Exactly repeat the line that contains "Can you find the raised", then every line after it up to and including the final line.

****************

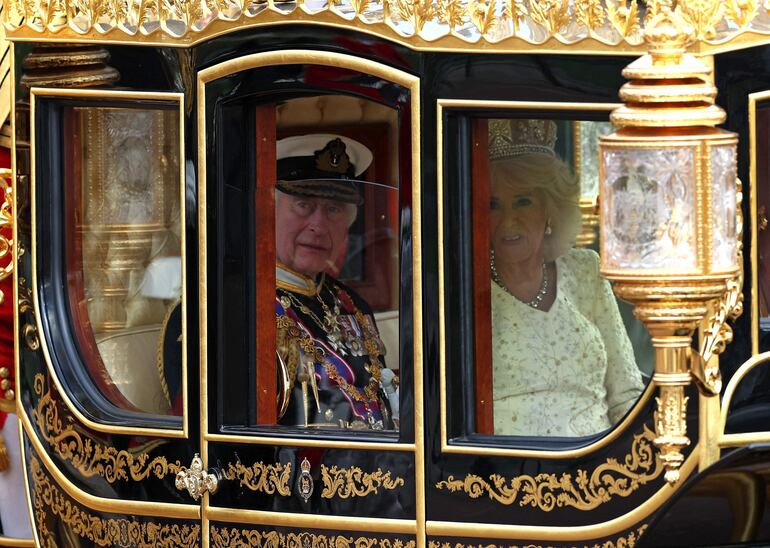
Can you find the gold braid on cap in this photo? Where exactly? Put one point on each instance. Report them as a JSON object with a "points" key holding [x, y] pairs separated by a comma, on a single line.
{"points": [[509, 138]]}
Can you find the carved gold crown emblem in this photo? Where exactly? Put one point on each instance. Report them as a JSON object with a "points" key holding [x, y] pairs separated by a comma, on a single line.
{"points": [[509, 138], [305, 465]]}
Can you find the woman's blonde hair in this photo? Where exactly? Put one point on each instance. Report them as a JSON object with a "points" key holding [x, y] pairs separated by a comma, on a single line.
{"points": [[555, 183]]}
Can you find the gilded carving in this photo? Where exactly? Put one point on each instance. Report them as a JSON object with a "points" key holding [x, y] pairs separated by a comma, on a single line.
{"points": [[416, 12], [6, 225], [625, 541], [354, 482], [469, 20], [552, 14], [29, 329], [260, 477], [451, 12], [515, 11], [625, 18], [591, 13], [482, 14], [741, 11], [91, 458], [703, 15], [586, 491], [48, 500], [222, 537], [671, 426]]}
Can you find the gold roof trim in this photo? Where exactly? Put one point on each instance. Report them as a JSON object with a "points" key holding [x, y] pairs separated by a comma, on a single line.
{"points": [[570, 26]]}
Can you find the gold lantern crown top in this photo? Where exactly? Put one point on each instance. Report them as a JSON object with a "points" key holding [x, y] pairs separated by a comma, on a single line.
{"points": [[668, 87]]}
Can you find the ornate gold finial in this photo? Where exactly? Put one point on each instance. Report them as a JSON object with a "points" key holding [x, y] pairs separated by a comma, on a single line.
{"points": [[669, 116]]}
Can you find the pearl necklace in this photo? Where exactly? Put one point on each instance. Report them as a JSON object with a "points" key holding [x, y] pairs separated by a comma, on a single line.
{"points": [[541, 293]]}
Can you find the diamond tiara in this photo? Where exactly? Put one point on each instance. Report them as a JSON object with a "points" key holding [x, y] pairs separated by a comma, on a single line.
{"points": [[512, 137]]}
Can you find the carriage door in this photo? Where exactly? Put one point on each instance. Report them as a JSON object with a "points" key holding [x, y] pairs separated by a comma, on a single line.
{"points": [[103, 302], [308, 376], [544, 416]]}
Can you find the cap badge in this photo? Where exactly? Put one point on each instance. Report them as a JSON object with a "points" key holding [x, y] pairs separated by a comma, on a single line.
{"points": [[333, 157]]}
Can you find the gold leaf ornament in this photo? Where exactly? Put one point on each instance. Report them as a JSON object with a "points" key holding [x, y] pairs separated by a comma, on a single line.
{"points": [[591, 13], [702, 15], [482, 13], [260, 477], [741, 11], [416, 12], [586, 491], [88, 457], [515, 11], [624, 17], [451, 12], [48, 501], [354, 482], [552, 14]]}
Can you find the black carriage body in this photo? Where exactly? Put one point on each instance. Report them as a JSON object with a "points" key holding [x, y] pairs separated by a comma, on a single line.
{"points": [[435, 481]]}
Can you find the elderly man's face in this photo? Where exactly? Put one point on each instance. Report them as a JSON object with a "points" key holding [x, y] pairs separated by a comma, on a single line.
{"points": [[309, 232]]}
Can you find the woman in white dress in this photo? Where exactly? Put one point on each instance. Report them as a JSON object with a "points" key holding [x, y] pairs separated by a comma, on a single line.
{"points": [[562, 362]]}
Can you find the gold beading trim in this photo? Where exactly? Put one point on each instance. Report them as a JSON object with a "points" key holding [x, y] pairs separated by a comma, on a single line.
{"points": [[624, 541], [611, 26], [47, 500], [354, 482], [232, 536], [260, 477], [88, 457], [586, 491]]}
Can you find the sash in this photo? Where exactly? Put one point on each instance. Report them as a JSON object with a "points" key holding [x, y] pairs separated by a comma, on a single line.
{"points": [[324, 356]]}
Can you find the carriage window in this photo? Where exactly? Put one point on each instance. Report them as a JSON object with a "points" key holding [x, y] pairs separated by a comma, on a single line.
{"points": [[321, 278], [557, 354], [336, 249], [124, 247]]}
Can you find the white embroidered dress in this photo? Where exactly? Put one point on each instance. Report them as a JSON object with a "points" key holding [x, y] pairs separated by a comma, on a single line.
{"points": [[569, 371]]}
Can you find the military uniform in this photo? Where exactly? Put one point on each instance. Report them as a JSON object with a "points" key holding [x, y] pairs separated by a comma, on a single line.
{"points": [[330, 355]]}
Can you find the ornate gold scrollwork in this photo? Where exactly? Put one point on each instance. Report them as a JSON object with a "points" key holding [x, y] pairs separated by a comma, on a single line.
{"points": [[195, 480], [222, 537], [29, 330], [585, 492], [718, 333], [87, 456], [626, 541], [6, 226], [613, 23], [48, 500], [354, 482], [260, 477]]}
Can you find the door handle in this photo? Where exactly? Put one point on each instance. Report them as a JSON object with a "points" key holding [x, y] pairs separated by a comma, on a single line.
{"points": [[196, 480]]}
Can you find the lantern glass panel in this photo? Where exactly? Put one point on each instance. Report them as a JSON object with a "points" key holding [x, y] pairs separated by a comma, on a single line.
{"points": [[649, 208], [723, 204]]}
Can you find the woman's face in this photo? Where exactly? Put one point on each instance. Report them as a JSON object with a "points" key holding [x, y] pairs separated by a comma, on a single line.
{"points": [[517, 220]]}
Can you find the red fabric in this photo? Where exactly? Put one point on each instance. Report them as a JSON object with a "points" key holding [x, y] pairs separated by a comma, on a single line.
{"points": [[6, 308]]}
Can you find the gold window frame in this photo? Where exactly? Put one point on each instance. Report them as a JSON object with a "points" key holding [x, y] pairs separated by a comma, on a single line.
{"points": [[109, 95]]}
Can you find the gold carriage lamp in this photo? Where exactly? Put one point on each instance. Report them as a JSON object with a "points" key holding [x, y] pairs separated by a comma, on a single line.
{"points": [[669, 215]]}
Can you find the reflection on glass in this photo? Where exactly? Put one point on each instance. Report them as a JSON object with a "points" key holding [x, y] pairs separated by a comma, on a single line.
{"points": [[652, 207], [331, 346], [562, 363], [125, 255]]}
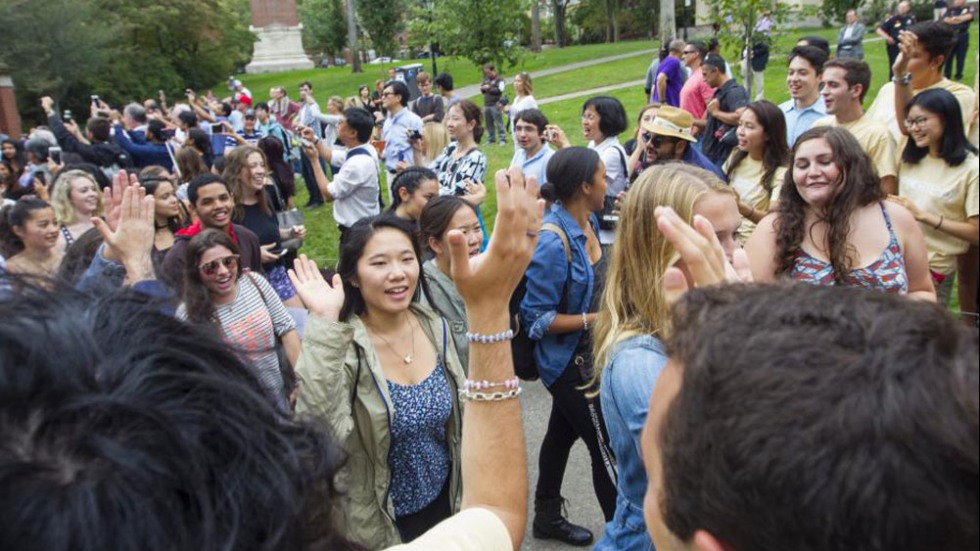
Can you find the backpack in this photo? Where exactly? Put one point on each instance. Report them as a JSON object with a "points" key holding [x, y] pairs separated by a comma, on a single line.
{"points": [[522, 346]]}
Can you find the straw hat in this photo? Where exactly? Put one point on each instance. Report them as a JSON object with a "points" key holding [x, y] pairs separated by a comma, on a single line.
{"points": [[671, 122]]}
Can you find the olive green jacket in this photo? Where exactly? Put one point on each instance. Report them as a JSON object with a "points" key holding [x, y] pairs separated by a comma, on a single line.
{"points": [[342, 384]]}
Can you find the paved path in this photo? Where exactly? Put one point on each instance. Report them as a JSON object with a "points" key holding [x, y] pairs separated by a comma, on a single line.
{"points": [[474, 89]]}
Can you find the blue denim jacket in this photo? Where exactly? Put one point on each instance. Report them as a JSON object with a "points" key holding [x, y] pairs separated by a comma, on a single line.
{"points": [[545, 282], [627, 383]]}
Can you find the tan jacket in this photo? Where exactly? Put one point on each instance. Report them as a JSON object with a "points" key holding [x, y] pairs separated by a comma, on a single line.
{"points": [[343, 384]]}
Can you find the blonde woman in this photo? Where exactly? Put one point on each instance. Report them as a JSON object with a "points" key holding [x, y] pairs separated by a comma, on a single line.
{"points": [[633, 319], [76, 198], [524, 99]]}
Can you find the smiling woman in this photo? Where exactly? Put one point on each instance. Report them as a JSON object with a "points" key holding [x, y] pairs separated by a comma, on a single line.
{"points": [[381, 368]]}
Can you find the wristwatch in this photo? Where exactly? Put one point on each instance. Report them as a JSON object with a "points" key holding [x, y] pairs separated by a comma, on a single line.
{"points": [[903, 80]]}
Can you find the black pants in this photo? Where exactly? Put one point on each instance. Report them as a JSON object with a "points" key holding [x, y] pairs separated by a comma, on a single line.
{"points": [[316, 198], [414, 525], [570, 420], [959, 55], [892, 56]]}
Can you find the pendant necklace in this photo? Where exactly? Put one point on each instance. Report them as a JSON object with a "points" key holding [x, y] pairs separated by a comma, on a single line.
{"points": [[407, 358]]}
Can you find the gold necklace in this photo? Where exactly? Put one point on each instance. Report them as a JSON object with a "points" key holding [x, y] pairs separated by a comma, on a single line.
{"points": [[407, 358]]}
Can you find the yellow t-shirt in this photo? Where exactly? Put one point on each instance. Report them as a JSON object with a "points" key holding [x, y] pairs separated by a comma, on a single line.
{"points": [[468, 530], [875, 140], [883, 108], [747, 182], [948, 191]]}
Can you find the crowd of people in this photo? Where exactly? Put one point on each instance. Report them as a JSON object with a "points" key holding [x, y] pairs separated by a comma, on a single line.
{"points": [[742, 311]]}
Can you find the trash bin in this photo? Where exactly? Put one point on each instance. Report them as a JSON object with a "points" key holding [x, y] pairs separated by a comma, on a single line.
{"points": [[408, 74]]}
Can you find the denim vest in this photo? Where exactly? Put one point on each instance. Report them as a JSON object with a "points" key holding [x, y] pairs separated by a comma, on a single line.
{"points": [[627, 384], [547, 277]]}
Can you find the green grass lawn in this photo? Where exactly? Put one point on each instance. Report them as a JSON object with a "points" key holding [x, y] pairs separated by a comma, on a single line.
{"points": [[322, 233]]}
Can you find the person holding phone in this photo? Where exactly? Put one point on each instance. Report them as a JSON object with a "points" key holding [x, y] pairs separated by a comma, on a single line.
{"points": [[247, 173]]}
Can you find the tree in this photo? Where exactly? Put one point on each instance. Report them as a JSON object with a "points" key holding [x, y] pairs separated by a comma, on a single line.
{"points": [[382, 21], [559, 8], [668, 21], [744, 15], [489, 32], [123, 50], [324, 25]]}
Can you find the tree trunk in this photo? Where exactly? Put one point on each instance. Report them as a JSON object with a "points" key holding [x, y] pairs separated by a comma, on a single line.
{"points": [[535, 26], [352, 36], [668, 22], [561, 37]]}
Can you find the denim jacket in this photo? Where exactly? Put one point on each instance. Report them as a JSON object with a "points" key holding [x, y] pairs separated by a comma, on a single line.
{"points": [[627, 383], [546, 281]]}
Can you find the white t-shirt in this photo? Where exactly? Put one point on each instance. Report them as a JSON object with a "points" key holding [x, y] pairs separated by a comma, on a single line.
{"points": [[469, 530]]}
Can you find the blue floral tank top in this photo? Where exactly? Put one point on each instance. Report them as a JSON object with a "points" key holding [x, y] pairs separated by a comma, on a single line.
{"points": [[887, 273]]}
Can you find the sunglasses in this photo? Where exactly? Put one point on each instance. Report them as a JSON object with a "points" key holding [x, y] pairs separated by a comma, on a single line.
{"points": [[230, 263], [654, 139]]}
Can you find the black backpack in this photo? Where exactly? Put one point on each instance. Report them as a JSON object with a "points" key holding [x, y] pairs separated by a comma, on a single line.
{"points": [[522, 347]]}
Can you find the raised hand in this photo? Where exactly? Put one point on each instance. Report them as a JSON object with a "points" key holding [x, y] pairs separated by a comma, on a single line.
{"points": [[702, 253], [487, 281], [131, 242], [322, 299]]}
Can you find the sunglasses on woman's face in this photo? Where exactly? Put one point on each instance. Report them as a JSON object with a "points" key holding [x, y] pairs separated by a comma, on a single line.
{"points": [[230, 262]]}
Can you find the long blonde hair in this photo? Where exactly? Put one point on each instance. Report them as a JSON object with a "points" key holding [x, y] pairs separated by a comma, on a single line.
{"points": [[64, 212], [633, 301]]}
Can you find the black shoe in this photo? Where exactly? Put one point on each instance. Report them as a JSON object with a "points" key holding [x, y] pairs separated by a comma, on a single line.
{"points": [[549, 523]]}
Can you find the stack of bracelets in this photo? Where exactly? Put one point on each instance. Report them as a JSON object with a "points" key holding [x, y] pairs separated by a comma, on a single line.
{"points": [[472, 391]]}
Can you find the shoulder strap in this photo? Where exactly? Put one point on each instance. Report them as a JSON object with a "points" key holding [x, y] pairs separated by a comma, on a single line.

****************

Written solution:
Can you find the raised hand in this photo? Where exactly? Put one point on each instance. Report them as a JSON object with a "points" key holding [x, y] pairs separated by a comma, on a single line.
{"points": [[702, 253], [487, 281], [131, 242], [322, 299]]}
Can you find the sunglasses on woman's face in this photo? Where exactly? Put one point on each instance. Report them as a JSON object with a "points" key holding [x, y] pairs separated by a comma, on a single line.
{"points": [[230, 262]]}
Can you find the long blonde hair in this photo? Where exactly? Put one point on each instance. Report them as a JSON object with a "points" key holding [x, y] pairs separated by a comma, on a single line.
{"points": [[64, 212], [633, 301]]}
Can you find the black shoe in this photo? Where exactly? Put one point on each instance. Report them as a JSON object with a "points" key holding [x, y] pairs separated by a comma, on a single line.
{"points": [[549, 523]]}
Can you find the stack of bracelets in this photo? Where exactly? Put one point on each instance. Report them as a JSON object with a "points" key holding [x, y] pairs separated by a comma, on a single line.
{"points": [[472, 391]]}
Can you find the shoulder strap in this photo? Where exactly? Put one point on each instance. Report them as a JSON object with a "points" key holding [x, y] pairs separated by a comma, on a single line.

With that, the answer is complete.